▶ **What the exercise asks**
Print, please, the line that contains "Target: person leaning on railing" and each line after it to the end of the entries, unchanged and with nothing else.

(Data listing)
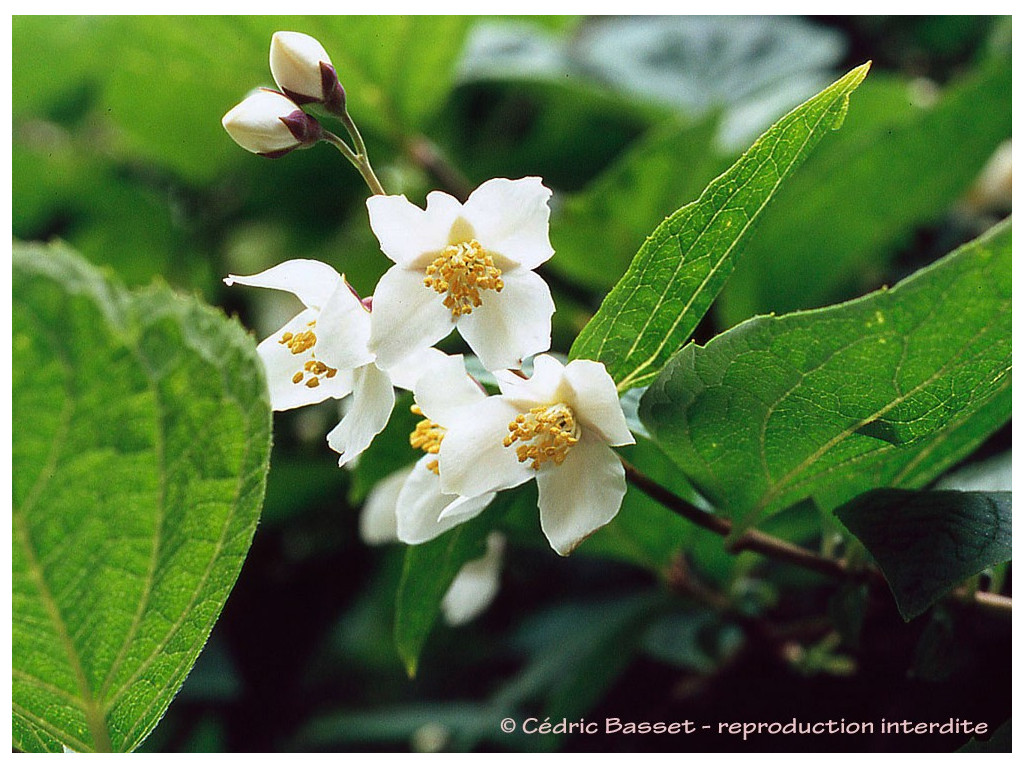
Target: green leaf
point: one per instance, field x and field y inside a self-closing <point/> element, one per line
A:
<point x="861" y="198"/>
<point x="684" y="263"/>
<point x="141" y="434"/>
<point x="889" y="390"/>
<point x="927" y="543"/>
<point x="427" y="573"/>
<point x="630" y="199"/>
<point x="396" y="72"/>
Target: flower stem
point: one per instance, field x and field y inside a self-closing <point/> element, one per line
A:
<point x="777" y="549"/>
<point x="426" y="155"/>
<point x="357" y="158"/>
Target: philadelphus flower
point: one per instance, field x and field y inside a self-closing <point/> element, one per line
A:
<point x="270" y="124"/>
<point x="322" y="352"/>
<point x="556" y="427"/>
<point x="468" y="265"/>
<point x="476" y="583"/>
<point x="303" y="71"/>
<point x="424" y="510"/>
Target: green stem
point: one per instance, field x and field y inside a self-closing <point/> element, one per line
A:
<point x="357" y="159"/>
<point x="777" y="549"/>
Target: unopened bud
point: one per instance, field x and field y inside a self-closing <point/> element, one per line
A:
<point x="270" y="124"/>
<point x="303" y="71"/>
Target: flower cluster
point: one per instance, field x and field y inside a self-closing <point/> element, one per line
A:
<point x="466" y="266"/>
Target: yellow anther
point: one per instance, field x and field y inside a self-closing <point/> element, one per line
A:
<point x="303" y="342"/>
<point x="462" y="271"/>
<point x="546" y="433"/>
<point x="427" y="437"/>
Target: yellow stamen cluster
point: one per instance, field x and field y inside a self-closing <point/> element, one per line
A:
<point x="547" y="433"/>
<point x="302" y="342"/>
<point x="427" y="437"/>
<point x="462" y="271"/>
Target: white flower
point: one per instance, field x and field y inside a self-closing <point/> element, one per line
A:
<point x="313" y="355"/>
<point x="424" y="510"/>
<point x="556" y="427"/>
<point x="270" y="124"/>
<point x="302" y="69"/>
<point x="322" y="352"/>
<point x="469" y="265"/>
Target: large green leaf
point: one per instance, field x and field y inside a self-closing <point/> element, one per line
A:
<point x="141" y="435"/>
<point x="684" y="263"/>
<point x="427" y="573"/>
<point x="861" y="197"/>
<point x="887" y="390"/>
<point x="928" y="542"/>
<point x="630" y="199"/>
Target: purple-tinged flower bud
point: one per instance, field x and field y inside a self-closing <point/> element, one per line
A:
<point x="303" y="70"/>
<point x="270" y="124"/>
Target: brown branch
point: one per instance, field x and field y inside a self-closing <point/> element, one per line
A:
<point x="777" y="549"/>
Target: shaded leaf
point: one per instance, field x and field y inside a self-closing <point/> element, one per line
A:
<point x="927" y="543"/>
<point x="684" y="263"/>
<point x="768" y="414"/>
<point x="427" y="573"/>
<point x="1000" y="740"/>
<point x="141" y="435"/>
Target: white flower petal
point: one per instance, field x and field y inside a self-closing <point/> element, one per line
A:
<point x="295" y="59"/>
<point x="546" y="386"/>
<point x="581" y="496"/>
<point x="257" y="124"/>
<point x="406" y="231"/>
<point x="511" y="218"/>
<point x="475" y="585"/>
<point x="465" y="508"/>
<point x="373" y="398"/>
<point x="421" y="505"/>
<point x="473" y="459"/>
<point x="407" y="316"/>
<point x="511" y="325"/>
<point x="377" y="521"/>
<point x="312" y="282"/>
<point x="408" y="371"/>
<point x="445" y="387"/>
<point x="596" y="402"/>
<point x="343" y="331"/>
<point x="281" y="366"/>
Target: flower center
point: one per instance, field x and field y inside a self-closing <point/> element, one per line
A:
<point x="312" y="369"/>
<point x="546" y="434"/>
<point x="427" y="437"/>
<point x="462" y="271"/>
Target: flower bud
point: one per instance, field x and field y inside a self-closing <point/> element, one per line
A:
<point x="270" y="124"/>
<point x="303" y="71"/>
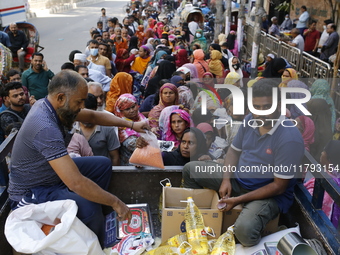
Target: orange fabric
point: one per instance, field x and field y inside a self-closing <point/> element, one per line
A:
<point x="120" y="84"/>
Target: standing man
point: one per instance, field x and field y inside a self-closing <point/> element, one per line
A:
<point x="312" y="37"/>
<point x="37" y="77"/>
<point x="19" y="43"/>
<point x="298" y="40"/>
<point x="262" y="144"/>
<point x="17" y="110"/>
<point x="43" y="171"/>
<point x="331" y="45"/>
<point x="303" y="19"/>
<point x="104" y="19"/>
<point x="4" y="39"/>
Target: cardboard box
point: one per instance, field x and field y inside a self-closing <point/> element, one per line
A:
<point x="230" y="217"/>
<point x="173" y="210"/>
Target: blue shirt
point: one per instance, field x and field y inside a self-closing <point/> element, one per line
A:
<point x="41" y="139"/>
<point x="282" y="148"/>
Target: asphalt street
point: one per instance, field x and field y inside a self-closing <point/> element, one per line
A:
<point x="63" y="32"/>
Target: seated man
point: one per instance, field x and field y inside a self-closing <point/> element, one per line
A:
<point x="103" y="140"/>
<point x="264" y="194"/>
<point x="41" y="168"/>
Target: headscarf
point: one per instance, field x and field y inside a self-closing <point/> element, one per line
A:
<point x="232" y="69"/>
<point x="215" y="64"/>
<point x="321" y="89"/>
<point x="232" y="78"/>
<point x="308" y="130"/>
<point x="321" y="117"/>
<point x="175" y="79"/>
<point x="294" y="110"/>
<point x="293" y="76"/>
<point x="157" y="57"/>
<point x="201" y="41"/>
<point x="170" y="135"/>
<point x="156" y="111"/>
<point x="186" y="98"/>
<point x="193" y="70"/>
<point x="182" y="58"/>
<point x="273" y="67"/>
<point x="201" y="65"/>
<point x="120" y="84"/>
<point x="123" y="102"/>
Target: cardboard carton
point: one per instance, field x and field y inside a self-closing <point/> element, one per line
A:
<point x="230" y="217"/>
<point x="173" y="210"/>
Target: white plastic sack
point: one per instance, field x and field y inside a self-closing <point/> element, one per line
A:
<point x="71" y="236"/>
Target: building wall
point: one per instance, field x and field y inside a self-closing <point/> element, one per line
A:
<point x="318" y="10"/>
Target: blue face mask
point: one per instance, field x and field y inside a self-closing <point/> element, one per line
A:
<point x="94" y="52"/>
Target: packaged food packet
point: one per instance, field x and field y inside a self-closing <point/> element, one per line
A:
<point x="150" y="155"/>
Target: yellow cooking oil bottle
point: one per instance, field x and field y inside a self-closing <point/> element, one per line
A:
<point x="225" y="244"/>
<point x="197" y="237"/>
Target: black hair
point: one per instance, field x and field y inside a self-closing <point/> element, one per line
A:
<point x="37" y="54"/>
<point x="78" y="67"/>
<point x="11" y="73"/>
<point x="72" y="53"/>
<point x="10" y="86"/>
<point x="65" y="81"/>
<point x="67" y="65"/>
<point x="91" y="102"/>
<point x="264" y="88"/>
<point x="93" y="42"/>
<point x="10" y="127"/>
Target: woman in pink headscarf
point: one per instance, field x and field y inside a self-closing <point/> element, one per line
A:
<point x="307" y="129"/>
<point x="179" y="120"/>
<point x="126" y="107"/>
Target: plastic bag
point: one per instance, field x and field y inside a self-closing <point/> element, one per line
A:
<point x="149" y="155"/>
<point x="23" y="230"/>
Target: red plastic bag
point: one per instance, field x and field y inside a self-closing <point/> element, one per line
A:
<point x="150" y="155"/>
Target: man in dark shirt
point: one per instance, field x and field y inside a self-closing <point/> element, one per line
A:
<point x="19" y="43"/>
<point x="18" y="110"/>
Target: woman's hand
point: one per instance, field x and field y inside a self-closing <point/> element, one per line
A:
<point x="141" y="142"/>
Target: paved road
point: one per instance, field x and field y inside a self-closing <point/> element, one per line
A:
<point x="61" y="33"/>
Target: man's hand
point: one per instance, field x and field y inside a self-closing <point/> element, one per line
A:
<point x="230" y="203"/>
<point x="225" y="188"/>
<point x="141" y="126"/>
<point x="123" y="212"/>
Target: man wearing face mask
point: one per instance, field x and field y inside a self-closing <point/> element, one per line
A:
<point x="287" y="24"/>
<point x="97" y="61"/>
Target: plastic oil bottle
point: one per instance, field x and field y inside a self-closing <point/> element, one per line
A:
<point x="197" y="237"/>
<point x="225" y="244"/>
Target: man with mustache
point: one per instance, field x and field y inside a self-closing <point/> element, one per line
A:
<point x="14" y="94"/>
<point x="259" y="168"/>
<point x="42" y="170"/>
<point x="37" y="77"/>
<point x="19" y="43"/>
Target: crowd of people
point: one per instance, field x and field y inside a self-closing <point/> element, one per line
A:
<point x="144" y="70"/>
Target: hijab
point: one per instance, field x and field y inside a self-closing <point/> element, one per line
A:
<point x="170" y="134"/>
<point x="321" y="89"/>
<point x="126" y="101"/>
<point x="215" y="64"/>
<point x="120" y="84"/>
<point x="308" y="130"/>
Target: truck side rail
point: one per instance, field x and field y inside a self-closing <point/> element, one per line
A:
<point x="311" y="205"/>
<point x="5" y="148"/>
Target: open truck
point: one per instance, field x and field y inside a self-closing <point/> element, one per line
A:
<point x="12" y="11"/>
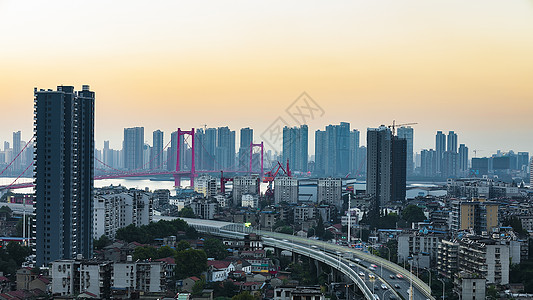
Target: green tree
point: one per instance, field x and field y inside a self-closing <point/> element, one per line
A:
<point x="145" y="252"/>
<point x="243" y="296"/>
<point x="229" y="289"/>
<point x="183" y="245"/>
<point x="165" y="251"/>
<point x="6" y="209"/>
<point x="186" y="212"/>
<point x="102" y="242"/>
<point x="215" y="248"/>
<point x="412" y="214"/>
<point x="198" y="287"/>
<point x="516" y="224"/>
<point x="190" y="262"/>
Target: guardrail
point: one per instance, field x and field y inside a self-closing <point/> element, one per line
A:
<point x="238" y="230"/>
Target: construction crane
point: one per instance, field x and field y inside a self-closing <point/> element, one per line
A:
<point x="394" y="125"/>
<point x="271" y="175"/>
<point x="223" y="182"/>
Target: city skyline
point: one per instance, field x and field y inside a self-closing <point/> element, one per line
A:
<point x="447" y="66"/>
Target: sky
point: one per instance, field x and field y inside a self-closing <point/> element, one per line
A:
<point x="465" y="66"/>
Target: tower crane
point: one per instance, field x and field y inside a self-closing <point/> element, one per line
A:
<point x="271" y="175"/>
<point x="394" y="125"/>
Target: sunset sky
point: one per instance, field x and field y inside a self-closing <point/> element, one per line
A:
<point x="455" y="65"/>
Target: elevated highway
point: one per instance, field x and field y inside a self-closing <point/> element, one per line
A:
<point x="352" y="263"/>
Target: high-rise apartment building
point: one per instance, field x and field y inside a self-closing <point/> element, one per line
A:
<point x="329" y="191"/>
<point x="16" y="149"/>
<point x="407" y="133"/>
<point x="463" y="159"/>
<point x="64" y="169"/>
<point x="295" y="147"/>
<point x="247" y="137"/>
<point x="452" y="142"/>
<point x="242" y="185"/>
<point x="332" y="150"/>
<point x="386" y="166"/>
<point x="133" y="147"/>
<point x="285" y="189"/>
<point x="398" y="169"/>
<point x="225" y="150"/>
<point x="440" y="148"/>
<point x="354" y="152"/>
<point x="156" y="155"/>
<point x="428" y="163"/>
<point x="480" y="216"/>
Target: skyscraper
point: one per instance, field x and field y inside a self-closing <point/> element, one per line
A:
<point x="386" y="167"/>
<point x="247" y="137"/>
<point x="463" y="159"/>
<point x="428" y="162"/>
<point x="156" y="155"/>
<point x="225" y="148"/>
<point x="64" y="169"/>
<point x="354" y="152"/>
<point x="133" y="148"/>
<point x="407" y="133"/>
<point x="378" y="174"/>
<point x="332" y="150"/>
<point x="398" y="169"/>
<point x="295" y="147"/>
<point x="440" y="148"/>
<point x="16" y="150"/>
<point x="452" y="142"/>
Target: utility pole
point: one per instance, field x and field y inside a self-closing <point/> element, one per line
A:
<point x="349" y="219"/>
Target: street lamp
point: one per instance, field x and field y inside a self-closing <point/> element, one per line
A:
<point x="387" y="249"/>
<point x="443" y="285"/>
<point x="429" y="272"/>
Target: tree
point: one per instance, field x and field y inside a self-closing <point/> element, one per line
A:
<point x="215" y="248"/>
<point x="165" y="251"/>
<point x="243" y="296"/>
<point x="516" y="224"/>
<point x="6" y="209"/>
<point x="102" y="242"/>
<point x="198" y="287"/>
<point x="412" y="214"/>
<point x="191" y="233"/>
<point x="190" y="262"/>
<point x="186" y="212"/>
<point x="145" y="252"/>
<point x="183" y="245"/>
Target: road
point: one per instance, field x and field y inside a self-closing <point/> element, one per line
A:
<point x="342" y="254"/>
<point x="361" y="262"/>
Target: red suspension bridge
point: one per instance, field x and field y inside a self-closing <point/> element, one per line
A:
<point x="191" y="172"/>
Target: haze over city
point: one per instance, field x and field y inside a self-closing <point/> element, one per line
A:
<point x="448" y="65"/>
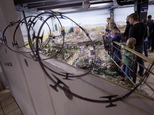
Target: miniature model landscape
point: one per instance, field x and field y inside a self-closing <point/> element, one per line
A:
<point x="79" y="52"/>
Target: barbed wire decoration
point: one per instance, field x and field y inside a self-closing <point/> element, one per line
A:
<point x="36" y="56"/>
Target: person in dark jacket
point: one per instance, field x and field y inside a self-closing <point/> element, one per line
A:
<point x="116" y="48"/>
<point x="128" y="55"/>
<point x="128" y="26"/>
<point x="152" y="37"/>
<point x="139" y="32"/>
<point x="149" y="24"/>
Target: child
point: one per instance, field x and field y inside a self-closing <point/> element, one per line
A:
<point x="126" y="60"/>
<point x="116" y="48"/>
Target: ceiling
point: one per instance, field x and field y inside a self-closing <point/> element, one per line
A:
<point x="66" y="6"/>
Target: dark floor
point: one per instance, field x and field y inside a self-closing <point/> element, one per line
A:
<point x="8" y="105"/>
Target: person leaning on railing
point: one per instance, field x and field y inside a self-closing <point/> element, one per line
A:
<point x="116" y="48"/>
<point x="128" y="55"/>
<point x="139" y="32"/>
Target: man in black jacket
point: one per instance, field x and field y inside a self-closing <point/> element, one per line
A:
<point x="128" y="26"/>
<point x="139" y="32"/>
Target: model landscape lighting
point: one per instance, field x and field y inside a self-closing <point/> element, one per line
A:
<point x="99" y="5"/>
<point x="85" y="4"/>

▶ **Written answer**
Target: person leaning on railing
point: one per instance, field x and field y inside a self-closing <point/> element, one per line
A:
<point x="116" y="48"/>
<point x="128" y="55"/>
<point x="139" y="32"/>
Target: man in black jacket
point: one per instance, field x and field y inside a self-closing <point/> element, one per line
A:
<point x="128" y="26"/>
<point x="139" y="32"/>
Target: model landscape lighting
point: one per instance, field x and field y inside a self-closing <point/> element, one per line
A:
<point x="99" y="5"/>
<point x="85" y="4"/>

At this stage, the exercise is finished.